Referring expression data
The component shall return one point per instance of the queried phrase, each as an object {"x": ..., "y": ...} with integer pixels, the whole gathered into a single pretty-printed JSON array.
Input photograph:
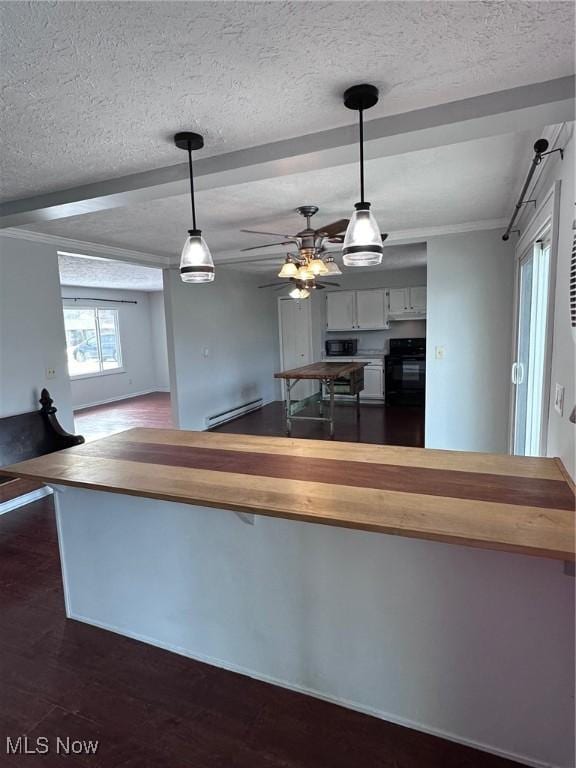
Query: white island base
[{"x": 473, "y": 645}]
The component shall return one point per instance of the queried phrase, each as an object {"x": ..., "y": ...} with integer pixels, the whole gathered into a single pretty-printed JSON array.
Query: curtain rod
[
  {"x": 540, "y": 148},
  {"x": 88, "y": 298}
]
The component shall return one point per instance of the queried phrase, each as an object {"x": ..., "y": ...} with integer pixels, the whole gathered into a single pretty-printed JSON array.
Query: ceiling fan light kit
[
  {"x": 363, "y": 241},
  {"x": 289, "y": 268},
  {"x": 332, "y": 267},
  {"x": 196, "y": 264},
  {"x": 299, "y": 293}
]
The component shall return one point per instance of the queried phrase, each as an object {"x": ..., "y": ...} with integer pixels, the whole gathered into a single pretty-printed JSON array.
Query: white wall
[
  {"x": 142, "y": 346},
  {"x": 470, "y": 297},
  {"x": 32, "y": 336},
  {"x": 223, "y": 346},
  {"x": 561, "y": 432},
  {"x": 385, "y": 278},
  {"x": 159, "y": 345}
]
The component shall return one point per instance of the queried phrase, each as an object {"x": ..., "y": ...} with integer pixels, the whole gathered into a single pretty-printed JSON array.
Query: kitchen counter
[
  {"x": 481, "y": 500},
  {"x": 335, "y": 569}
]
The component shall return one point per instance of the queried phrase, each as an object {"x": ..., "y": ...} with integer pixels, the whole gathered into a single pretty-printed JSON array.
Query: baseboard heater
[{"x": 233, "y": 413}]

- **WORK REQUEST**
Retype the data exactly as it stands, but keep the images out of your copy.

- **EXERCISE ANSWER**
The component shall return one point per instance of the queried phrase, each as an object {"x": ..., "y": ...} with integer pixels, the whole gathered into a single pretty-printed JSON array.
Input photograph:
Query: white island base
[{"x": 473, "y": 645}]
The component shall return one point per instance of the queried phrase, each as an object {"x": ..., "y": ...} with integer pixels, the whole gathered into a single pretty-printed JSON array.
Query: curtain rod
[
  {"x": 540, "y": 148},
  {"x": 88, "y": 298}
]
The component shall return one point per instance of the queried phrase, each as an object {"x": ..., "y": ...} with integer pixels, the whole gathered into a single pretty-printed JSON array.
Query: ceiling fan light kit
[
  {"x": 363, "y": 241},
  {"x": 289, "y": 268},
  {"x": 332, "y": 267},
  {"x": 196, "y": 264},
  {"x": 299, "y": 293}
]
The component shall return one point per instance of the queried phrase, each as an object {"x": ..., "y": ...} with integer pixels, the whole gathered into a single pretty-printed JSON array.
Query: white wall
[
  {"x": 142, "y": 346},
  {"x": 470, "y": 297},
  {"x": 32, "y": 336},
  {"x": 223, "y": 346},
  {"x": 561, "y": 432},
  {"x": 385, "y": 278},
  {"x": 159, "y": 345}
]
The component shall return one point per instance of the queried phrase, each as an object {"x": ..., "y": ...} with integer pixels, the whole gathered into a single pretty-printed JSON array.
Query: kitchen counter
[
  {"x": 481, "y": 500},
  {"x": 335, "y": 569}
]
The component shall return one point per instance of the queried phrase, each as an object {"x": ..., "y": ...} with integer pixels, the whole gathered into a single pretty-printed JSON array.
Query: baseboard heater
[{"x": 233, "y": 413}]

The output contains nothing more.